• _Exercise details_
The response should consist of every line below, restated exactly, with no pictures.

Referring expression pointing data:
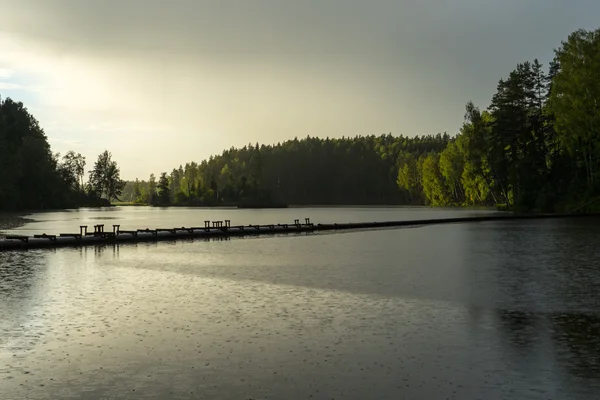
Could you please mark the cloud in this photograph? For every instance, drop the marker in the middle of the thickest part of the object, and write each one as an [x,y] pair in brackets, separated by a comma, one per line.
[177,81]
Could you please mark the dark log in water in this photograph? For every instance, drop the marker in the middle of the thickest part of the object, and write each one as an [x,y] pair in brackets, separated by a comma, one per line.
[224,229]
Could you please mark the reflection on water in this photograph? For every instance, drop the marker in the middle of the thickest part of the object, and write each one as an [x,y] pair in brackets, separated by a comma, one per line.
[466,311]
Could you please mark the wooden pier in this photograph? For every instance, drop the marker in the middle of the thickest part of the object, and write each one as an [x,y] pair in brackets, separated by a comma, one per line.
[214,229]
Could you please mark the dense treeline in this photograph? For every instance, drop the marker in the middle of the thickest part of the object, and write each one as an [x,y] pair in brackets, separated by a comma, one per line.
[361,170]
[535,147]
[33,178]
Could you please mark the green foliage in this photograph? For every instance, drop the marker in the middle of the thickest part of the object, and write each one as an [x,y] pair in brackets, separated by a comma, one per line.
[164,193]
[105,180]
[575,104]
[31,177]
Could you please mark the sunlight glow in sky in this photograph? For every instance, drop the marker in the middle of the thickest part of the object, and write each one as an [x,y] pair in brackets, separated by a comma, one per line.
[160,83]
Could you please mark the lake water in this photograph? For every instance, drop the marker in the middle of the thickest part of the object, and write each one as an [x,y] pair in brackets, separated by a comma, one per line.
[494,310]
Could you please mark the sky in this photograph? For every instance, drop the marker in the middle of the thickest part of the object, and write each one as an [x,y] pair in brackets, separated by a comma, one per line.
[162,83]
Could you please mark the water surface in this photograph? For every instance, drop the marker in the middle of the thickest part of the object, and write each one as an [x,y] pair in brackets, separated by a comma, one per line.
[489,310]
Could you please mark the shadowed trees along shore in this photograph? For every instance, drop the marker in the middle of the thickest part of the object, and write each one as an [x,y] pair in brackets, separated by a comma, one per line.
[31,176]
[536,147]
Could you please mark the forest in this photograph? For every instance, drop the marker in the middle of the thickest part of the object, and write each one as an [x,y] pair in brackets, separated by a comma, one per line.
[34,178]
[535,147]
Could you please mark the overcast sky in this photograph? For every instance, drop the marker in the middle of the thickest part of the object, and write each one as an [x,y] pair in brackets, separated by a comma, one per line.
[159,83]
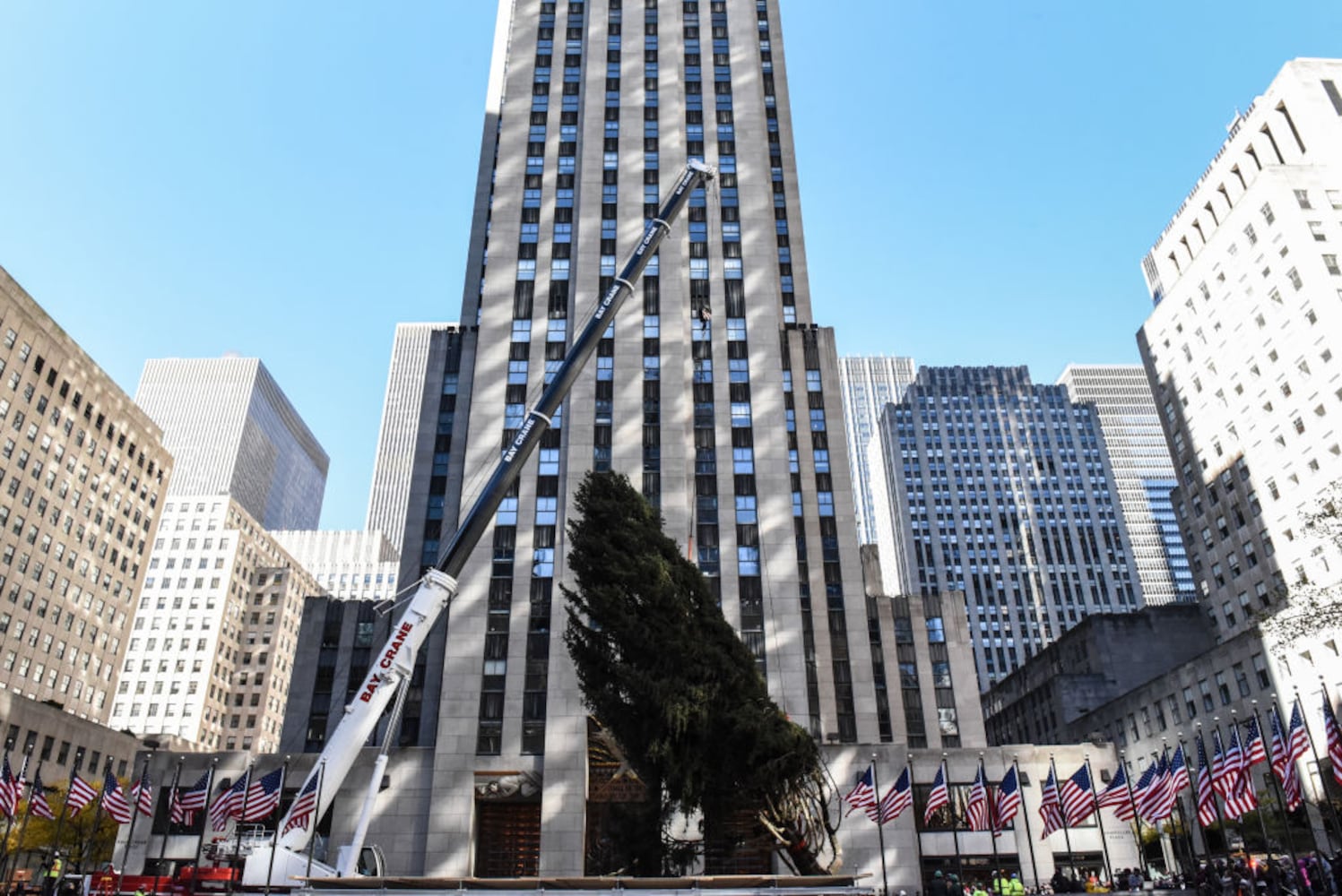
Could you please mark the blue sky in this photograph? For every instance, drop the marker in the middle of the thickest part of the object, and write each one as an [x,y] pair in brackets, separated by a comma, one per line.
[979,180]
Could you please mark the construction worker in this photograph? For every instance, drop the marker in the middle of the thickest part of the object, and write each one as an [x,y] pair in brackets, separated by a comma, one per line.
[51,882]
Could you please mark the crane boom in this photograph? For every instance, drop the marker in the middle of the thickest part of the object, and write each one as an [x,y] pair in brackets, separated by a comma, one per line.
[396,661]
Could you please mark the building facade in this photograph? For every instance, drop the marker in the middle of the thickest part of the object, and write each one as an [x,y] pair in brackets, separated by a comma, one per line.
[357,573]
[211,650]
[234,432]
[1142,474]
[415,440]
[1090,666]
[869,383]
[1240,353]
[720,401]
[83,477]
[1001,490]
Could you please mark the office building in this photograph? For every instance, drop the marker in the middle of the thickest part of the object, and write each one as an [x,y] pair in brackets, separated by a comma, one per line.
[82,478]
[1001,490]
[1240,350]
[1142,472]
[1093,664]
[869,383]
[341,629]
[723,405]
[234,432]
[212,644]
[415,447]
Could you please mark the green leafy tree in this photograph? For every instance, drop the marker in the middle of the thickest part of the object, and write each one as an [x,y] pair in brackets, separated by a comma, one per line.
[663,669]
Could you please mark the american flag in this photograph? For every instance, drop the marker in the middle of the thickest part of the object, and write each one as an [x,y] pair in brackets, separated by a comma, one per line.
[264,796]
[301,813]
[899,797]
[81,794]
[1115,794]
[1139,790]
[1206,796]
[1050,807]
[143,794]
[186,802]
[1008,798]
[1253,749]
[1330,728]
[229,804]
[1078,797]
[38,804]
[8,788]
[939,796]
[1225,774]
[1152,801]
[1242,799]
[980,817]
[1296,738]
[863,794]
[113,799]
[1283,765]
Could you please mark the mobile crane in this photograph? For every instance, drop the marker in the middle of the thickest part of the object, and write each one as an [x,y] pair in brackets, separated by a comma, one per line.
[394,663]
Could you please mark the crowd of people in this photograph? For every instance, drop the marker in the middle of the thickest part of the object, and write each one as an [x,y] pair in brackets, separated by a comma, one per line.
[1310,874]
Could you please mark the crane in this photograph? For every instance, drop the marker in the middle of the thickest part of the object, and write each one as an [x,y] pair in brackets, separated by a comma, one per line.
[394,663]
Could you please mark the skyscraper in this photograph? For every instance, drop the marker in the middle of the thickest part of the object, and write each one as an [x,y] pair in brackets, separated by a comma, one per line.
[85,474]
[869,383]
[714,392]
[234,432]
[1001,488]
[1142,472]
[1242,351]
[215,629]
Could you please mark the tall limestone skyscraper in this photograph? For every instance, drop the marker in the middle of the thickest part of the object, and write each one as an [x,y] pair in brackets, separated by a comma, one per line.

• _Solution below_
Could you please mark the cloud in this photograph? For every instance, drop the marker in the middle of the thickest part of the object, and write each one as an [x,y] pair in brackets, separated by a comma, one per line.
[177,81]
Could you please mark the dark log in water in this photograph? For every instance, drop the marker in the middle of the thickest part of the object, and write each one as an [x,y] pair in brackets, separated by a comma, one per line.
[224,229]
Could you please mark the reflection on water in this photograph? For every instance, drop the marker in the middle of the thickest part of the object, and write each one as an [x,y] pair in brackets, separated by a comma, one per line.
[466,311]
Could you please mark the wooden pier in this photograph? For every instance, drop the marker in the middle of the thickest part of the object, and write each one as an [x,y] pair in brackets, separated by a comma, one per line.
[214,229]
Could you please mark the dense treeline in this photograph? For every instance, drop the marker in the middle of the thickest part of the object, and write each one as an [x,y] pair in brackets, separated by a comma, one per line.
[361,170]
[535,147]
[33,178]
Could you please mark the green foliage in this photograph? For every instance, drop the marker in the middle of the thickest part of the object, and write each one as an [x,y] pair in brackets, separated by a comma, one per line.
[164,193]
[105,180]
[575,104]
[31,177]
Could you please mark the sunlight glow in sky in this photograph? For every instance, drop the marker in the middle of the thickest part of the object, and write each one as an [x,y] pair in brackets, separated by a comma, one per line.
[160,83]
Could you please mark the lake water in this photograph? For every instance, drop the marker in the middle of the thickest part of the object, and write each one as an [x,y] pair in brackets, separated by a comma, one per line.
[494,310]
Could you please mark the sky in this photograph? For every instance, drop the marker in the middle of the thickest part of the object, and write each one as an [x,y] pair in brackets, separated by a comma, one per line.
[162,83]
Could you please mark the water surface in this photograph? For every instance, drop the marker in the middle of the thickest part of the object, and write each one as an [x,y] pair in brackets, separated by a comma, one per line.
[489,310]
Could you please mark the shadowed trees along shore in this photograph? For every instance, drop the marker in the middle of the thickest part of the object, and write each one as an [x,y] pair in brackets, separated by a comma, one per line.
[31,176]
[536,147]
Could you please mark the forest in this photograph? For every instance, drop the marker in the middle of the thickest part of the object, and write each one as an [x,y] pair in brackets, separated by a comma, one per line.
[34,178]
[535,147]
Could you please mark the overcast sky in this photograph? For every instance, drop the marker in the middle of the thickest part of the object, and write each one as an [x,y] pair in brackets, separated by a comma, one per line.
[159,83]
Could you please mark the blue sky in this photograph? For every instance, drop the marker in the middle of the thickest part of the object, and write each one as an [x,y] pair in brackets, separated by a comma, one per line.
[979,180]
Could you please mark the construction worker in this photograph? For every instance, drop the marker in the middle of the thickest part of the object, and write each one as an [x,y] pair in brackets, separated by a comma, one per line.
[51,882]
Could you please mark the crane boom in this photograph? For every instance, drop the marker in the middle of the thickest part of the object, and write each one as an [x,y] pair in brackets, separated by a comma, one per line.
[396,661]
Could you please mark the building facade in this photograph? For every instance, drop the marker in the middle of the thickest part of the object, and write each one as an [x,y] pair in brackets, separated by a comma, one per line.
[357,573]
[211,650]
[234,432]
[1142,474]
[415,440]
[1090,666]
[869,383]
[1240,353]
[720,401]
[83,477]
[1001,490]
Could you please mark the office building in this photograph? For every instance, drop the marker in the middle of the thickest part of the object, and write each one as an [x,y] pair in brackets, separated by a comma, one per line.
[82,478]
[1001,490]
[1240,350]
[1142,472]
[1093,664]
[869,383]
[341,629]
[723,405]
[234,432]
[212,644]
[415,447]
Could you please mark the green leafy tree in this photograph? For every instance, drop the marker in the middle of the thickest part of the object, and write each one as an [x,y] pair in brackets, separated by a comma, one per line.
[663,669]
Could you please mark the american flag in this photograph? For every instance, drop the marker in the middle of the thickest part of the object, and write each one as an [x,y] pair in brackets, separated by a comma, one per line.
[264,796]
[301,813]
[899,797]
[81,794]
[1115,794]
[1139,790]
[1206,796]
[1050,807]
[143,794]
[186,802]
[1008,798]
[1253,749]
[1330,728]
[229,804]
[1078,797]
[38,804]
[8,788]
[939,796]
[1225,774]
[1152,801]
[1242,799]
[980,817]
[1296,738]
[863,794]
[113,799]
[1283,765]
Could you please mark the mobile crane in this photograph? For every instance, drop the marker in the middle of the thickest part of the object, and write each one as an [x,y] pair in brackets, separated by a comma, one per line.
[394,663]
Could you please mark the crowd of people in this photograph? For every instance, drop the marker in the middle of the thickest part of the object, and write each one as an [x,y] pair in brackets, separated by a comma, one per line.
[1310,874]
Could you please mark the crane in this photograph? For every instance, drop the marker in the middle of the thickest part of the object, and write each one as an [x,y] pair in brackets, separated by a comma, one per line.
[394,663]
Could you please mark the skyscraper in this photograph? For every instance, drop the marker in the middle of the thickest part of the object, and write each one as an [x,y] pair in brackets, separated by a comma, one per line.
[85,474]
[869,383]
[714,392]
[234,432]
[1001,488]
[1142,472]
[1242,351]
[215,629]
Could you please mark the tall limestone skyscraper in this photograph? For every instance, drop the marker in the middle of the thickest part of the object, and write each one as an [x,y] pair in brackets, separated by a comma, one per line.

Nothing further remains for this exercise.